SUPPLIED TEXT: Begin
Funding is difficult, even for great projects
“If the Target Pediatric AML (TpAML) project is truly the “highest potential, greatest need” AML-related research project of the Children’s Oncology Group, then why isn’t it funded? Why is it so hard to get something BIG and strategic done in pediatric AML?”
Since AML is considered an “adult” cancer, most funding is directed to research in seniors. Also, pediatric cancer grants are usually small and tightly defined – so there’s little room for a big, outside-the-box discovery project. This results in small, incremental improvements vs. transformational change.
Many foundations like to fund only specific efforts, like local research or clinical trials, and won’t consider projects that fall outside these boundaries. TpAML just “doesn’t fit”.
Pediatric AML research and funding are not highly coordinated. Top researchers have lined up in support of the TpAML project. The challenge, now, is to align research supporters behind this work.
Reasons why funding is challenging for TpAML:
AML is most commonly diagnosed in older adults (avg. age 67). Most AML patients are seniors. So, that’s where most research and funding are focused.
SUPPLIED TEXT: End
DATASET EXTRACT: Begin
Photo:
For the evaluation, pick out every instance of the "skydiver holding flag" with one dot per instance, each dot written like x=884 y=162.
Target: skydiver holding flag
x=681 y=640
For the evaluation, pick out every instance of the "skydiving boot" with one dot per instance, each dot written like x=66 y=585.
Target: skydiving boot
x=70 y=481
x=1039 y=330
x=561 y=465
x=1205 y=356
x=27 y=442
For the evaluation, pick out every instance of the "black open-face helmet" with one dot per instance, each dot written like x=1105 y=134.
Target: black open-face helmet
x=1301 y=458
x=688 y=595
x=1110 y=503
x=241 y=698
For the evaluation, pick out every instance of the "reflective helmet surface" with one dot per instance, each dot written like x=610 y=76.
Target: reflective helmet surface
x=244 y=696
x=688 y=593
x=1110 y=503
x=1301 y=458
DATASET EXTRACT: End
DATASET EXTRACT: Begin
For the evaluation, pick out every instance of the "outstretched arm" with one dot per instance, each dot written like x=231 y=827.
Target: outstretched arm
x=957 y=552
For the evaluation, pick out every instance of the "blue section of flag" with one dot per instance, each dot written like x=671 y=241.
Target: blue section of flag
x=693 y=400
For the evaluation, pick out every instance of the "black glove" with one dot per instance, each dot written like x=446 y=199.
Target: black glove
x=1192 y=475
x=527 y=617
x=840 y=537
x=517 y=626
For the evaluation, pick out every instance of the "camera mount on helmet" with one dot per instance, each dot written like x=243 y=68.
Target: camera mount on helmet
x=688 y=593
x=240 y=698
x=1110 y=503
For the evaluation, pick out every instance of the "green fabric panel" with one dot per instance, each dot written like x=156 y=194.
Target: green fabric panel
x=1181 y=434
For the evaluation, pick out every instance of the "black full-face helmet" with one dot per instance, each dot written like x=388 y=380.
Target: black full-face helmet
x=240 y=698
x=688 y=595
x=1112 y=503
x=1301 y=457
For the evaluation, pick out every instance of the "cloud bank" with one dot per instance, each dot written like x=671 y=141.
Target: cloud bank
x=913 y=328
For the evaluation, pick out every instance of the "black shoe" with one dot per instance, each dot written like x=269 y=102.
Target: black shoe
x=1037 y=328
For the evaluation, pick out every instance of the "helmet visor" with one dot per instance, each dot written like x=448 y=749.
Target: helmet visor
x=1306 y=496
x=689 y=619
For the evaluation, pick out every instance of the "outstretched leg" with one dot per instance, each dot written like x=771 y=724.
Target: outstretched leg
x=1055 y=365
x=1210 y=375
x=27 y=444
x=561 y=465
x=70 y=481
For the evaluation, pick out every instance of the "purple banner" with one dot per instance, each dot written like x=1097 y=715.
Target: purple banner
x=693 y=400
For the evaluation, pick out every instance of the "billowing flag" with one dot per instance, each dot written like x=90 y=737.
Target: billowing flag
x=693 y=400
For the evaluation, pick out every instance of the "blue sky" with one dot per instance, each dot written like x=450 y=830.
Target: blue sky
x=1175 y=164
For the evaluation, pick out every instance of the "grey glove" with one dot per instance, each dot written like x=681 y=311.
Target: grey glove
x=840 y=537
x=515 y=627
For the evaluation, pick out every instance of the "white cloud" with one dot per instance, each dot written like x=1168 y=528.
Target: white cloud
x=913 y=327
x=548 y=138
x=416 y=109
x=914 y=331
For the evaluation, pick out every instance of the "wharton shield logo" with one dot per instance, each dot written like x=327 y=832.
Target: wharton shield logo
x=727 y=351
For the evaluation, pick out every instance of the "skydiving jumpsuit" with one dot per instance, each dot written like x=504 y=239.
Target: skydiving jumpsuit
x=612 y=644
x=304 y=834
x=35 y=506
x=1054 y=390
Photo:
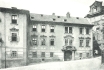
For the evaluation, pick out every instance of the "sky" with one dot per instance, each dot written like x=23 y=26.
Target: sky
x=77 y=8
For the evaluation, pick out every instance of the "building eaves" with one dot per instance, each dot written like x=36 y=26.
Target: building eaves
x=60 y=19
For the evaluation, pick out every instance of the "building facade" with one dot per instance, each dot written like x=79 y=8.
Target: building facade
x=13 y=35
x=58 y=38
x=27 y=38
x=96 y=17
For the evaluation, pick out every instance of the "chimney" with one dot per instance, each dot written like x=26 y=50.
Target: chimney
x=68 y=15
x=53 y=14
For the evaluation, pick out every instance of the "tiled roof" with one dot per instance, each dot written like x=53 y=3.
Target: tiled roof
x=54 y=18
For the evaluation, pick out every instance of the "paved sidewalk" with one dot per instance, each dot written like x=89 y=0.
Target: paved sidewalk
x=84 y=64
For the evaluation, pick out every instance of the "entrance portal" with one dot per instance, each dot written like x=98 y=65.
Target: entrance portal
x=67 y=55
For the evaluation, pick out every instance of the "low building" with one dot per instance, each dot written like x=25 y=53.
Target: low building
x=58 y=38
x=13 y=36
DATASET EXTRACT: End
QUESTIONS TO ANSWER ->
- A) Can you condense the paragraph beginning "Since AML is considered" in the pediatric AML funding text into a short list that keeps its main facts?
- B) Could you carry on the pediatric AML funding text from its last sentence?

RESULTS FOR EACH TASK ->
- A)
- AML is seen as an "adult" cancer, so most funding goes to research in seniors.
- Pediatric cancer grants are usually small and tightly defined, leaving little room for a big discovery project.
- The result is small, incremental improvements rather than transformational change.

- B)
An ongoing misconception that AML is similar across all ages because it looks the same under a microscope (similar morphology). However, we know that AML (the genetics, drivers, targets) differ significantly based on a patient’s age.
Existing grants structures are inadequate and/or unavailable to fund large-scale, strategic projects (regardless of potential benefit). Most grants are designed to fund small, incremental research projects or young investigators. TpAML does not fit typical, fixed grant categories. Many foundations are interested in funding clinical trials vs. upstream, discovery-focused, strategic research – even if that research might spawn multiple high-potential trials.
No good mechanism exists for communicating/coordinating research priorities in pediatric AML to those who fund research. Foundations and funders have little visibility into research priorities unless they proactively seek it out. They also tend to fund local research or research tied to grant applications they receive. TpAML does not fit most available grant categories and is a national, not local, effort.
No good mechanism exists for supporters who care about pediatric AML research to communicate, coordinate and collaborate.
High profile research/funding initiatives you hear about in the news are unlikely to fund pediatric AML research in any impactful way (especially when funds are spread across many cancers, ages, activities, and research teams).
And, the BIGGEST REASON OF ALL…
TpAML is a BIG project – an $8.7 million effort. While the price tag is significant, so is the potential impact. TpAML has the potential to fundamentally change how AML is diagnosed, monitored and treated for young patients – by maximizing and speeding access to personalized, precision medicine.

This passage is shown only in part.